Exercise goal> Copy every line of the material below exactly.

Provided material>
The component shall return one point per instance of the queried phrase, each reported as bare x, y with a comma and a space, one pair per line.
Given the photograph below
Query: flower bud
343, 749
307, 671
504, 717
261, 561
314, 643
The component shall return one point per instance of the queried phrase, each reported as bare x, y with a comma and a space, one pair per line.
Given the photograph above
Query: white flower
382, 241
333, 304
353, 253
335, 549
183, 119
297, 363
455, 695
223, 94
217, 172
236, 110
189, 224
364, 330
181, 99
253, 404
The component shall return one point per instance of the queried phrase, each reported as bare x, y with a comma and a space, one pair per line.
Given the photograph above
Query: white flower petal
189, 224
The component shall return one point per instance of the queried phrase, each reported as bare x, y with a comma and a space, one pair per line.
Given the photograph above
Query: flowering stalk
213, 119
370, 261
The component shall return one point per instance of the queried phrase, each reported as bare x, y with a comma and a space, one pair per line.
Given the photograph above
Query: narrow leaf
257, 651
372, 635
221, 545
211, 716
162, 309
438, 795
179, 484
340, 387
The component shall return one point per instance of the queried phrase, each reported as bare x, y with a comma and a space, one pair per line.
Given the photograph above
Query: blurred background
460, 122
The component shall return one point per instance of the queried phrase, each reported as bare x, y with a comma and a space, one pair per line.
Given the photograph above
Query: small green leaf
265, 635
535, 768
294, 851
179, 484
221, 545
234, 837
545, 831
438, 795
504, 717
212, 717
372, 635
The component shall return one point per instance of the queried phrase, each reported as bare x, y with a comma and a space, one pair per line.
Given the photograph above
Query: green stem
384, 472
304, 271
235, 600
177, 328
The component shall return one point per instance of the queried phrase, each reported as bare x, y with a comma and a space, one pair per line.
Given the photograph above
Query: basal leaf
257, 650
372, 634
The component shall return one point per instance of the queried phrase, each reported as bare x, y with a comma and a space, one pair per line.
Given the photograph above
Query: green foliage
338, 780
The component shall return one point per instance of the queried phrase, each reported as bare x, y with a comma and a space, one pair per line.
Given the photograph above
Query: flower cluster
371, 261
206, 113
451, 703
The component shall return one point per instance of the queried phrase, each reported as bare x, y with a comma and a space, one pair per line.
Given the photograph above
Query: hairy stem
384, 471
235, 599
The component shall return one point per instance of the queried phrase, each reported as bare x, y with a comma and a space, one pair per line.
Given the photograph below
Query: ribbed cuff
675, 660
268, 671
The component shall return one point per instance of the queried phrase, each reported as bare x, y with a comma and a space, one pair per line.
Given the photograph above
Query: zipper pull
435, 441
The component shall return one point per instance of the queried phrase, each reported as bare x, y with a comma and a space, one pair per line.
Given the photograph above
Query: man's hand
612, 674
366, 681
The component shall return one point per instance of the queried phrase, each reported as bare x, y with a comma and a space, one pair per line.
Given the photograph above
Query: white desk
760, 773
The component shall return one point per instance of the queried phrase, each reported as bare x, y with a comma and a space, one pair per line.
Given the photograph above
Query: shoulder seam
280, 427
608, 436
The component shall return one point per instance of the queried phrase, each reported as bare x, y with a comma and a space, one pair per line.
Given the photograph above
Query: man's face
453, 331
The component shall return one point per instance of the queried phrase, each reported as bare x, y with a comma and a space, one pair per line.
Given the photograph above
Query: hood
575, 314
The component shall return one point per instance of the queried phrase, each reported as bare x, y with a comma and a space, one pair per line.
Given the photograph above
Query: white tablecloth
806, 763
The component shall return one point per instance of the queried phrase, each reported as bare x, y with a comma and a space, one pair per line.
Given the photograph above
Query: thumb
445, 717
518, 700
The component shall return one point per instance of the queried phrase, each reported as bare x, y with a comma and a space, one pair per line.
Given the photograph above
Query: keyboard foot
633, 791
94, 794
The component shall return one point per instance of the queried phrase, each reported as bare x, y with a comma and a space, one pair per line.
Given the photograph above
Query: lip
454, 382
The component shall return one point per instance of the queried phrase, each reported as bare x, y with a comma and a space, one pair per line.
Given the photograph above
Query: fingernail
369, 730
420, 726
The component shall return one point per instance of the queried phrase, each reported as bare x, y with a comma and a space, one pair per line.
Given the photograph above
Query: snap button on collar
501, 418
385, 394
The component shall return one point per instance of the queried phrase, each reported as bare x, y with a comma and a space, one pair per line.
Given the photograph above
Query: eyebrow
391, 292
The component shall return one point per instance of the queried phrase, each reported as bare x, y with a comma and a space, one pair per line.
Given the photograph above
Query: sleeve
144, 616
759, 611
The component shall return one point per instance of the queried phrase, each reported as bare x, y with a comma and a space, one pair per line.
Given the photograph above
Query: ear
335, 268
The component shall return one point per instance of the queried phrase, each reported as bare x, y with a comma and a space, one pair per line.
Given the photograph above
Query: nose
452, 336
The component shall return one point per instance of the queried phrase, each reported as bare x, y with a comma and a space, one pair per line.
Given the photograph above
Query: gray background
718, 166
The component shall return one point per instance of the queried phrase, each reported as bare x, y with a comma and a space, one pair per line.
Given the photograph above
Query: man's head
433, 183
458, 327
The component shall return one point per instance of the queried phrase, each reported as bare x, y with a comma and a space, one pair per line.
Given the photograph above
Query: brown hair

Answer to this problem>
The component shall return one point per instance of the queried phrase, each reported as bare x, y with a comma and a space, one pair per line.
Given the photograph below
Query: flower bud
343, 749
307, 671
504, 717
261, 561
314, 643
The component shall return one point per instance of the queried phrase, each reported as bare x, y with a comma and a space, one pair per line.
Given the photograph above
Query: white flower
382, 241
333, 304
353, 253
335, 549
183, 119
297, 363
455, 695
223, 94
217, 172
236, 110
189, 224
364, 330
181, 99
253, 404
The component shall return one point per instance of the queried phrase, each reported as bare x, y with a comma and a space, one pair per line.
Given the photograph above
Query: white flower petal
189, 224
The component shall return one point per instance of the queried phrase, each reported as bare x, y with a comma and a space, one pair per line.
Given the photograph above
Query: flowering stalk
213, 119
370, 261
The component shall return one point per instance of the queried phrase, each reported as bare x, y with a comma and a space, one pair per line.
Given the photograph above
Query: narrow leaf
257, 651
372, 635
221, 545
211, 716
162, 309
438, 795
179, 484
340, 387
The component shall return one point per instance of the queried phrase, each reported as bare x, y with a comma and a space, one pair per line.
Given the photograph above
Query: blurred background
460, 122
The component shall return one point per instance of the queried phrase, each reported as bare x, y with a comma and a space, one pair per line.
Given the photograph above
Query: small green leaf
265, 635
535, 768
294, 851
179, 484
221, 545
234, 837
545, 831
438, 795
504, 717
212, 717
372, 635
The component shall return one point per instance of the queried phrase, each reported as bare x, y with a comma and a space, one pair per line.
Given the photograph above
Query: green stem
384, 472
304, 271
235, 600
177, 328
The component shall return one point per instance of the queried phrase, each reported as bare x, y with a comma and a space, one pair per line.
Given the photograph above
Query: basal leaf
257, 650
372, 634
The component shall return one point per instance of the queried phrase, each reported as bare x, y with a comma and a space, one pair per line.
Given the photograph above
Query: green foliage
338, 780
The component shall return one point per instance of the queried phrase, each reported as bare x, y with a comma and a space, one pair per line.
Given the photograph above
Query: flower cluster
371, 261
206, 113
451, 703
The component shall return one point per instance of the queried phrase, each reported as bare x, y with a comma and a space, one pair per line.
Given the photograph above
Query: hairy stem
384, 471
235, 599
The component shall return one point per instance of the queried phrase, each reported as bare x, y with a comma and a space, one pair per line.
Given the photograph below
Query: ribbed cuff
675, 660
268, 671
The component shall return one point per instance of the queried phrase, each reported as bare x, y with a comma and a space, one pair per line.
Given the photograph above
Query: zipper pull
435, 441
The component shall return one point per instance of the queried phrase, each reported as bare x, y with a comma and a space, one pair per line.
Given the photograph above
Query: man's hand
612, 674
366, 681
The component shall return one point per instance of the queried phrase, each reported as bare x, y with a comma and a space, one pair per line.
Given the photograph above
Query: white desk
760, 773
The component shall return one point per instance of the queried phrase, each reported as bare x, y with a comma and a space, one pair per line.
Given the photograph above
Query: shoulder seam
280, 427
608, 436
The component shall return one point per instance of the queried phrase, each reported as bare x, y with a comma and a space, one pair per line.
Given the photograph above
Query: man's face
453, 331
The component shall return one point per instance of the queried phrase, each reported as bare x, y with a comma and a space, one pair per line.
Given the photograph above
Query: hood
575, 314
The component shall return one point per instance of the queried phrase, each reported as bare x, y with a comma and a space, one pair per line.
Given the photograph above
Query: white tablecloth
806, 763
The component shall return one point per instance of the queried phrase, each reported as bare x, y with a comma and a space, one pair per line.
Given the photograph above
Query: thumb
445, 717
518, 700
The component shall return one point per instance of the queried phrase, each reported as bare x, y with a comma and a space, one pair per line.
Given the photograph above
Query: keyboard foot
633, 791
94, 794
The component shall return one point per instance of the queried phrase, each reported as bare x, y with a comma and a space, one pair per line.
Given the photograph above
Query: lip
454, 382
The component shall return one point per instance of the queried phrase, each reported as bare x, y with a comma and a space, one pair per line.
Given the photograph above
Query: fingernail
369, 730
420, 726
The component shall return one point per instance of the queried phrase, each reported as bare x, y with a comma and a space, one pair per line.
Given the photograph above
Query: snap button on collar
501, 418
385, 394
The component shall return one point per instance of the queried phrase, each reported as bare x, y with a comma and a space, one pair per line.
Given the photograph above
Query: eyebrow
391, 292
The component shall return one point per instance of the queried phrase, each reported as bare x, y with a comma and a space, one pair per line.
Given the photograph above
Query: sleeve
144, 616
759, 611
The component shall return one point per instance of the queried phrase, each reported as bare x, y with a comma and a space, one pair per line.
Given the photograph above
Query: ear
335, 268
The component shall return one point per instance of the queried phrase, each reported as bare x, y with a comma and a space, one pair per line.
Given the photograph above
Query: nose
452, 336
The component shall return one point per instance of the queried phrase, each reported as bare x, y with a comma and a space, one pair per line.
Given the photograph above
Query: gray background
718, 166
The component shall return one point per instance of the queried phrase, each reported as bare x, y with a comma and a space, one pair per line.
Given the photograph above
Query: man's head
433, 183
458, 327
The component shall return one point per instance of the queried phrase, each reported as bare x, y with a comma and a space, one pair per line.
Given the photograph above
Query: brown hair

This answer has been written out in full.